_SOURCE DOCUMENT:_
********************

The film is a continuation of the HBO show of the same name, where we follow the up-and-coming Hollywood actor Vincent Chase and his titular group of friends who join him on the journey. Chase follows his acting career with a directorial debut in a gritty dubstep reboot of Dr. Jekyll and Mr. Hyde that faces multiple production problems. Unfortunately, the fake dubstep movie we see glimpses of is way better than the actual one that audiences are expected to spend $12 on this weekend.

Entourage runs at an eternal 105 minutes despite having barely enough story to fill a 2 ½-minute trailer. The pacing is so sloppy that it makes Adam Sandler’s recent output feel like the work of an auteur. The filmmakers care so little about the story that the only resemblances to one happen within the first 15 minutes and the last 10. Sequences that could have wrapped up in five minutes are padded out for an eternity as presumably blackmailed celebrities make endless extended cameos. Attempts at cinematic shots such as characters walking across the screen go on for such exceedingly awkward lengths of time that it’s almost like they forgot to edit it. Hangout movies let audiences spend time with characters they want to understand more, which is why it’s OK when the plot takes a backseat. The problem is that this movie wants us to spend the entire time hanging out with unbearable people.

********************

_MATERIAL PROVIDED:_
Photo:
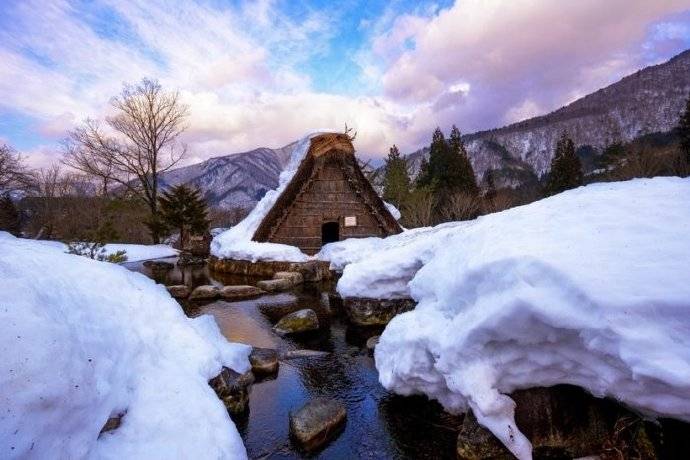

********************

_SET OF TASKS:_
**1)** Name every person or character mentioned in the Entourage film review.
**2)** Rewrite the Entourage film review from "The film is" up to and including "on this weekend.", renaming "dubstep" to "jazz" everywhere it occurs.

_REPLIES:_
**1)** Vincent Chase, Dr. Jekyll, Mr. Hyde, Adam Sandler

**2)**
The film is a continuation of the HBO show of the same name, where we follow the up-and-coming Hollywood actor Vincent Chase and his titular group of friends who join him on the journey. Chase follows his acting career with a directorial debut in a gritty jazz reboot of Dr. Jekyll and Mr. Hyde that faces multiple production problems. Unfortunately, the fake jazz movie we see glimpses of is way better than the actual one that audiences are expected to spend $12 on this weekend.